** Your goal **
Treat the line containing "pin: the nose, one" as the first line of the answer and the last line of the data as its final line, reproducing every line between exactly.

** The input **
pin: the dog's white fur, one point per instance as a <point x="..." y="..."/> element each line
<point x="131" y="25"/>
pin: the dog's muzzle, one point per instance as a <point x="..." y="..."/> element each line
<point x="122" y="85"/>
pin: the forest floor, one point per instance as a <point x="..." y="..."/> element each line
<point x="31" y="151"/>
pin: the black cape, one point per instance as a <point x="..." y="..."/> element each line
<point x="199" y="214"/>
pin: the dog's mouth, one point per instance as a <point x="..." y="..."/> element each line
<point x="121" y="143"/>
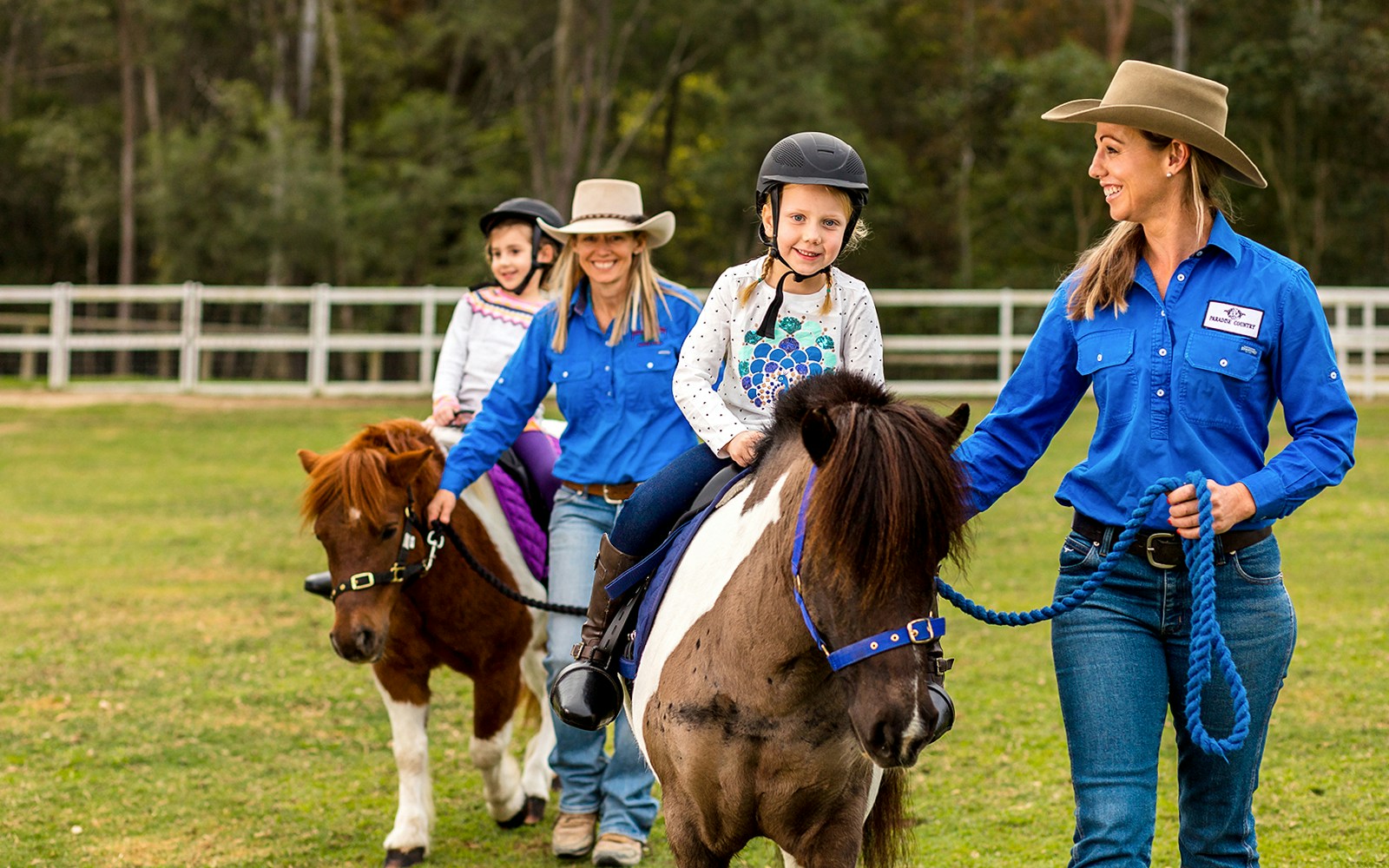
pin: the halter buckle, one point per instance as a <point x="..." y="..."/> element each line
<point x="916" y="634"/>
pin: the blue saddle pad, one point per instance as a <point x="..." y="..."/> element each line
<point x="659" y="567"/>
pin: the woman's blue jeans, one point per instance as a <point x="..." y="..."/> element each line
<point x="617" y="786"/>
<point x="1122" y="663"/>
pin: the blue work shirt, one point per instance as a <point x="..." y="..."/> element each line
<point x="622" y="424"/>
<point x="1185" y="382"/>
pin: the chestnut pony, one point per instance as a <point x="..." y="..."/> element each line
<point x="745" y="722"/>
<point x="406" y="608"/>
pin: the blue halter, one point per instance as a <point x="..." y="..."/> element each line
<point x="914" y="632"/>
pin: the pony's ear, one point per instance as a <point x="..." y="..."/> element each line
<point x="402" y="469"/>
<point x="817" y="432"/>
<point x="958" y="421"/>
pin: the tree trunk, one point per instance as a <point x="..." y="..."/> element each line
<point x="11" y="60"/>
<point x="1118" y="21"/>
<point x="337" y="115"/>
<point x="129" y="106"/>
<point x="307" y="52"/>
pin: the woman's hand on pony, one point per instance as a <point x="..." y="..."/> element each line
<point x="441" y="506"/>
<point x="742" y="449"/>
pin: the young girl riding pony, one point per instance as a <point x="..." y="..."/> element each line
<point x="767" y="324"/>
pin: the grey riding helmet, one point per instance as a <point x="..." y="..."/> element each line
<point x="813" y="159"/>
<point x="525" y="210"/>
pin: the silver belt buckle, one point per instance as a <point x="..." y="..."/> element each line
<point x="609" y="499"/>
<point x="1152" y="557"/>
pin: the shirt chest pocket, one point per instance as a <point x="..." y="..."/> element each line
<point x="646" y="375"/>
<point x="574" y="385"/>
<point x="1108" y="358"/>
<point x="1215" y="377"/>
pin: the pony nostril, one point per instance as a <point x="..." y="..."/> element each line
<point x="367" y="641"/>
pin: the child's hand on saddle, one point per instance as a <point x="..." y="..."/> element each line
<point x="1229" y="506"/>
<point x="441" y="506"/>
<point x="742" y="449"/>
<point x="444" y="410"/>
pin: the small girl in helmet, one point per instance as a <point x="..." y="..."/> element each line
<point x="488" y="326"/>
<point x="767" y="324"/>
<point x="484" y="333"/>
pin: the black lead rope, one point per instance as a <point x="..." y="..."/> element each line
<point x="497" y="583"/>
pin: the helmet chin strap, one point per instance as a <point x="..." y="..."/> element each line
<point x="537" y="266"/>
<point x="768" y="326"/>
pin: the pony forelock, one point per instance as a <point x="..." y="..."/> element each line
<point x="356" y="477"/>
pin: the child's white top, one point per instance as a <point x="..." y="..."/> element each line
<point x="757" y="370"/>
<point x="486" y="328"/>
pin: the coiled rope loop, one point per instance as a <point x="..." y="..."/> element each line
<point x="1206" y="643"/>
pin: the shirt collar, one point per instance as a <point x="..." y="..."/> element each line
<point x="1224" y="238"/>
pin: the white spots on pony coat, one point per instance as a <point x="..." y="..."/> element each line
<point x="500" y="774"/>
<point x="719" y="549"/>
<point x="410" y="740"/>
<point x="483" y="499"/>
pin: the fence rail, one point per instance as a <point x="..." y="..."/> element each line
<point x="967" y="340"/>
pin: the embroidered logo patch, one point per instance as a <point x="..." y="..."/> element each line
<point x="1234" y="319"/>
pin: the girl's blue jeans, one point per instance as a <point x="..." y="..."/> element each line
<point x="1122" y="663"/>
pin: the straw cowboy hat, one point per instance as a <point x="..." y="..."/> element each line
<point x="1170" y="103"/>
<point x="606" y="205"/>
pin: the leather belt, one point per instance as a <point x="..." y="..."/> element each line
<point x="610" y="492"/>
<point x="1163" y="549"/>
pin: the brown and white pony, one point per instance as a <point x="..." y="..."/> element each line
<point x="360" y="500"/>
<point x="747" y="728"/>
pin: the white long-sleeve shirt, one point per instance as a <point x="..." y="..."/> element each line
<point x="485" y="330"/>
<point x="757" y="370"/>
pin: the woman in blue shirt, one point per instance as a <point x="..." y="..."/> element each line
<point x="609" y="346"/>
<point x="1188" y="333"/>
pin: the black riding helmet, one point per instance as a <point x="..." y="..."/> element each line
<point x="813" y="159"/>
<point x="525" y="210"/>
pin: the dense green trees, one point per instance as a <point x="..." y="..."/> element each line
<point x="356" y="141"/>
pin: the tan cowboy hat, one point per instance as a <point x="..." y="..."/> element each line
<point x="1170" y="103"/>
<point x="606" y="205"/>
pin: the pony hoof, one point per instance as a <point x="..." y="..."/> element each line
<point x="402" y="858"/>
<point x="534" y="810"/>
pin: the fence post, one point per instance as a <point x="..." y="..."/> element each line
<point x="191" y="351"/>
<point x="428" y="319"/>
<point x="60" y="330"/>
<point x="1004" y="335"/>
<point x="319" y="314"/>
<point x="1368" y="326"/>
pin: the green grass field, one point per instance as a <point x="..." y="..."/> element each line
<point x="168" y="694"/>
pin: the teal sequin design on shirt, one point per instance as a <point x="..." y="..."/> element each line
<point x="768" y="365"/>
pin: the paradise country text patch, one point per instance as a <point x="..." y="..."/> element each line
<point x="1234" y="319"/>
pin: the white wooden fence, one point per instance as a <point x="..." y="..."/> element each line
<point x="41" y="323"/>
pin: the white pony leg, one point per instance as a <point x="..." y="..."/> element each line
<point x="500" y="774"/>
<point x="535" y="777"/>
<point x="410" y="740"/>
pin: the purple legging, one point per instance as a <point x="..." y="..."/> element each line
<point x="537" y="451"/>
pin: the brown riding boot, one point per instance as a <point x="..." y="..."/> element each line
<point x="587" y="694"/>
<point x="609" y="564"/>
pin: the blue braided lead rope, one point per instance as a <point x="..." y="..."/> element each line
<point x="1206" y="641"/>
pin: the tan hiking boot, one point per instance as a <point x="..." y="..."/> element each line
<point x="573" y="835"/>
<point x="615" y="849"/>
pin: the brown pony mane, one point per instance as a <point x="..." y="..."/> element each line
<point x="889" y="502"/>
<point x="354" y="476"/>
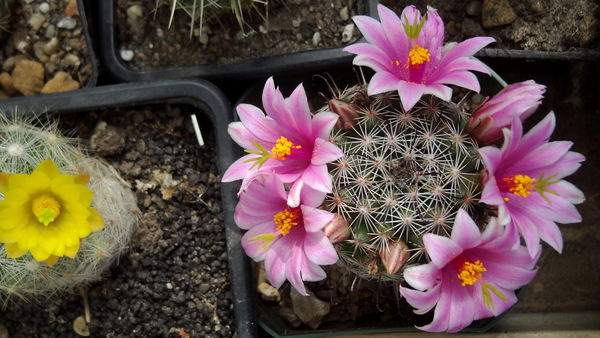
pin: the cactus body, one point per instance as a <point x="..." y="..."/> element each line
<point x="404" y="174"/>
<point x="22" y="148"/>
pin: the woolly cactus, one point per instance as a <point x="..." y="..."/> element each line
<point x="22" y="148"/>
<point x="404" y="174"/>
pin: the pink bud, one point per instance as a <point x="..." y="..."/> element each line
<point x="516" y="100"/>
<point x="394" y="257"/>
<point x="337" y="230"/>
<point x="348" y="113"/>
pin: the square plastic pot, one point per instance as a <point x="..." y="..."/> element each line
<point x="209" y="100"/>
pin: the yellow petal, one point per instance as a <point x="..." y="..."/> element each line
<point x="49" y="240"/>
<point x="69" y="192"/>
<point x="12" y="250"/>
<point x="28" y="238"/>
<point x="96" y="221"/>
<point x="71" y="251"/>
<point x="13" y="217"/>
<point x="82" y="179"/>
<point x="48" y="167"/>
<point x="4" y="182"/>
<point x="16" y="197"/>
<point x="39" y="254"/>
<point x="51" y="260"/>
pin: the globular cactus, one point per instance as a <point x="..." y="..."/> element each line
<point x="22" y="147"/>
<point x="404" y="174"/>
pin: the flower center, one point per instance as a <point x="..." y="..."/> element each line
<point x="470" y="273"/>
<point x="520" y="185"/>
<point x="46" y="208"/>
<point x="283" y="149"/>
<point x="417" y="56"/>
<point x="287" y="219"/>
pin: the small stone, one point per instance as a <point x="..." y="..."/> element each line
<point x="73" y="60"/>
<point x="316" y="38"/>
<point x="6" y="83"/>
<point x="28" y="77"/>
<point x="348" y="33"/>
<point x="135" y="12"/>
<point x="62" y="82"/>
<point x="497" y="13"/>
<point x="52" y="47"/>
<point x="127" y="55"/>
<point x="268" y="292"/>
<point x="67" y="23"/>
<point x="44" y="7"/>
<point x="474" y="8"/>
<point x="50" y="31"/>
<point x="344" y="14"/>
<point x="36" y="21"/>
<point x="80" y="326"/>
<point x="38" y="50"/>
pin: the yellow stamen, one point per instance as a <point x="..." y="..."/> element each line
<point x="417" y="56"/>
<point x="46" y="208"/>
<point x="283" y="148"/>
<point x="287" y="219"/>
<point x="520" y="185"/>
<point x="471" y="272"/>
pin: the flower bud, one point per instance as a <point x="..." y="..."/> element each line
<point x="394" y="257"/>
<point x="516" y="100"/>
<point x="337" y="230"/>
<point x="348" y="113"/>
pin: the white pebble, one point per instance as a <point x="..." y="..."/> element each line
<point x="316" y="38"/>
<point x="127" y="55"/>
<point x="348" y="33"/>
<point x="44" y="7"/>
<point x="67" y="23"/>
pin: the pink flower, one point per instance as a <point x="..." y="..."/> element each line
<point x="407" y="55"/>
<point x="524" y="181"/>
<point x="289" y="142"/>
<point x="516" y="100"/>
<point x="290" y="240"/>
<point x="471" y="275"/>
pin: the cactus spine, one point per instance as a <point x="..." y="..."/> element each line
<point x="22" y="148"/>
<point x="404" y="174"/>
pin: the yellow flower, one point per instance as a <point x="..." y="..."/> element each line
<point x="46" y="213"/>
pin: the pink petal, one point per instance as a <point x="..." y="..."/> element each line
<point x="441" y="250"/>
<point x="410" y="93"/>
<point x="325" y="152"/>
<point x="421" y="277"/>
<point x="318" y="249"/>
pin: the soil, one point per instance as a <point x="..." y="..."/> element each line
<point x="70" y="55"/>
<point x="552" y="25"/>
<point x="291" y="27"/>
<point x="174" y="281"/>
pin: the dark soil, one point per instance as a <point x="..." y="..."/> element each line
<point x="552" y="25"/>
<point x="174" y="281"/>
<point x="292" y="25"/>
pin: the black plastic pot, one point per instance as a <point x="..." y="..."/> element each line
<point x="247" y="69"/>
<point x="209" y="100"/>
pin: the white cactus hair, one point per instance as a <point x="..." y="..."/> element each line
<point x="25" y="141"/>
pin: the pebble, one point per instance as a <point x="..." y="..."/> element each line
<point x="497" y="13"/>
<point x="348" y="33"/>
<point x="36" y="21"/>
<point x="80" y="327"/>
<point x="316" y="38"/>
<point x="44" y="7"/>
<point x="127" y="55"/>
<point x="344" y="14"/>
<point x="67" y="23"/>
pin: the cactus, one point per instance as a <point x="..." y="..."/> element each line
<point x="22" y="147"/>
<point x="404" y="174"/>
<point x="206" y="10"/>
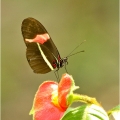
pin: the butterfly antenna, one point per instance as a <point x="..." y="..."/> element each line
<point x="75" y="49"/>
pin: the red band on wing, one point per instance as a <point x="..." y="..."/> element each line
<point x="40" y="38"/>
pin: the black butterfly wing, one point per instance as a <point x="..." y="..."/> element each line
<point x="37" y="54"/>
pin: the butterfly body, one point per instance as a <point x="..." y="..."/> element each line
<point x="41" y="52"/>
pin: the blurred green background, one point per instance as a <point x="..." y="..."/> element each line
<point x="68" y="22"/>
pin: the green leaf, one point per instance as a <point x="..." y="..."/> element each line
<point x="86" y="112"/>
<point x="115" y="112"/>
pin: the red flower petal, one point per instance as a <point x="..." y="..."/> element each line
<point x="43" y="108"/>
<point x="64" y="88"/>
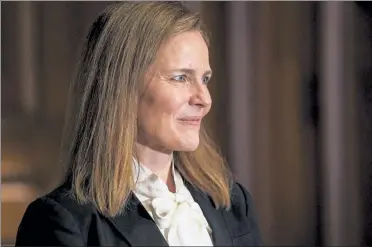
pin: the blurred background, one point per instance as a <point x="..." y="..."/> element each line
<point x="292" y="109"/>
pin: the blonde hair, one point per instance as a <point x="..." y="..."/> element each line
<point x="101" y="120"/>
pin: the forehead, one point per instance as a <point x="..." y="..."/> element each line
<point x="187" y="49"/>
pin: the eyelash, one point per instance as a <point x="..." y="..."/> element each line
<point x="205" y="79"/>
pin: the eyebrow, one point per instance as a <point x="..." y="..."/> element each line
<point x="191" y="71"/>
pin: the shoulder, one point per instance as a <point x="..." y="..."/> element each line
<point x="60" y="200"/>
<point x="59" y="216"/>
<point x="241" y="198"/>
<point x="241" y="218"/>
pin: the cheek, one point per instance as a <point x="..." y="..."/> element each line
<point x="159" y="111"/>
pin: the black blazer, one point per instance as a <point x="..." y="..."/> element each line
<point x="58" y="220"/>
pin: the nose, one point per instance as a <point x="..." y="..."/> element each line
<point x="201" y="96"/>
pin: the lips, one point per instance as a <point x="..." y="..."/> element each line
<point x="190" y="120"/>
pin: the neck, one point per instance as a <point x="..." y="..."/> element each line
<point x="158" y="162"/>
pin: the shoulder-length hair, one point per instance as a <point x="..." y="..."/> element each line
<point x="101" y="120"/>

** Written response **
pin: the nose, one point per instance as a <point x="..." y="..."/> element each line
<point x="201" y="96"/>
pin: the lips, one point per instance as a <point x="..." y="..."/> element each line
<point x="190" y="120"/>
pin: the neck, one point per instance as a <point x="..." y="..."/> element each line
<point x="158" y="162"/>
pin: the shoulder-length hair, one point per instance as a <point x="..." y="..."/> element each line
<point x="101" y="120"/>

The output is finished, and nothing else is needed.